Exercise requirements:
a – Copy the part of the Academic Technologies update between "Abby Drake, Assistant" and "they have learned.", inclusive.
b – In the Academic Technologies update, which app does Abby Drake use to create short videos of her lectures?

╭─ Supplied passage

What's New in Academic Technologies?
Three Skidmore Faculty Selected for NY6 Teagle Blended Learning Grants
Congratulations to the Skidmore faculty who have been awarded New York Six Teagle Collaborative Blended Learning Grants:
Jordana Dym - Associate Professor, History
Bina Gogineni - Assistant Professor, English
Flip Phillips - Professor, Psychology
With the resources available through these grants, they will be exploring blended pedagogical approaches in partnership with faculty at both Union College and St. Lawrence University. During this two year commitment, Jordan Dym and Flip Phillips will each be collaborating with colleagues at Union College and Bina Gogineni will be collaborating with a colleague at St. Lawrence. This summer they will work with both Academic Technologies and the Library to begin planning the blended and online components of these courses. This is an exciting time for exploring innovative approaches to collaboration across institutions. There will be more information to share as the project progresses. We are currently preparing for a kick-off workshop to be hosted by Union College on Friday, May 29th from 10:00 to 2:30.
What is "Blended Learning"?
Some of you may be wondering what the term "blended learning" means. It is a phrase with varying definitions, also referred to as hybrid or mixed-mode learning. The many different definitions all point to one main descriptor: a blended course is one in which a portion of its traditional face-to-face components are replaced by web-based online components. The key difference between blended and online is that there is a planned approach to determine which portions will be delivered online and which will be delivered face-to-face, as opposed to moving all the course content and interaction online.
What is a "Flipped" Classroom?
There has been a good deal of conversation this past year regarding "Flipping the Classroom". Just what does this mean? Most people involved in instructional technologies will tell you it is a model of blended learning. Typically, in a flipped class the face to face seat time remains the same while adding elements of blended learning for class preparation and review. It often takes the form of watching a short video or reading material outside of class and spending time problem solving with a group during the class meeting time.
Abby Drake, Assistant Professor of Biology, has been experimenting with a flipped classroom approach and Team-Based Learning (TBL) in both Biological Sciences I (BI 105) and Quantitative Reasoning (MA 100). She conducted a very informative workshop for Academic Technologies this spring in which she demonstrated her approach for faculty and staff, and discussed feedback from her students. Abby is currently experimenting with using a Microsoft Surface computer to create short videos of her lectures, using an app called Ink2Go. Students are required to view the lectures prior to attending class, where they will be expected to participate in a group problem solving exercise using what they have learned.

╰─
╭─ Material shown

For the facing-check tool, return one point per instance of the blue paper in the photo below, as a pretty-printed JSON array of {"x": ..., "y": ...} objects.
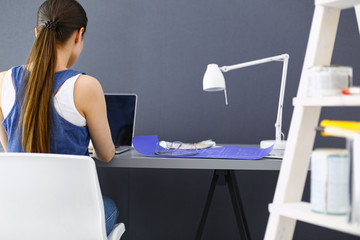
[{"x": 147, "y": 145}]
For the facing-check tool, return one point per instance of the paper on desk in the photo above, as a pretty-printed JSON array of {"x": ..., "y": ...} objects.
[{"x": 146, "y": 145}]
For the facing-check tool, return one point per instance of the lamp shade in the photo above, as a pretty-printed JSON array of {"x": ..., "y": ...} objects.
[{"x": 213, "y": 79}]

╰─

Per-task answers:
a –
Abby Drake, Assistant Professor of Biology, has been experimenting with a flipped classroom approach and Team-Based Learning (TBL) in both Biological Sciences I (BI 105) and Quantitative Reasoning (MA 100). She conducted a very informative workshop for Academic Technologies this spring in which she demonstrated her approach for faculty and staff, and discussed feedback from her students. Abby is currently experimenting with using a Microsoft Surface computer to create short videos of her lectures, using an app called Ink2Go. Students are required to view the lectures prior to attending class, where they will be expected to participate in a group problem solving exercise using what they have learned.

b – Ink2Go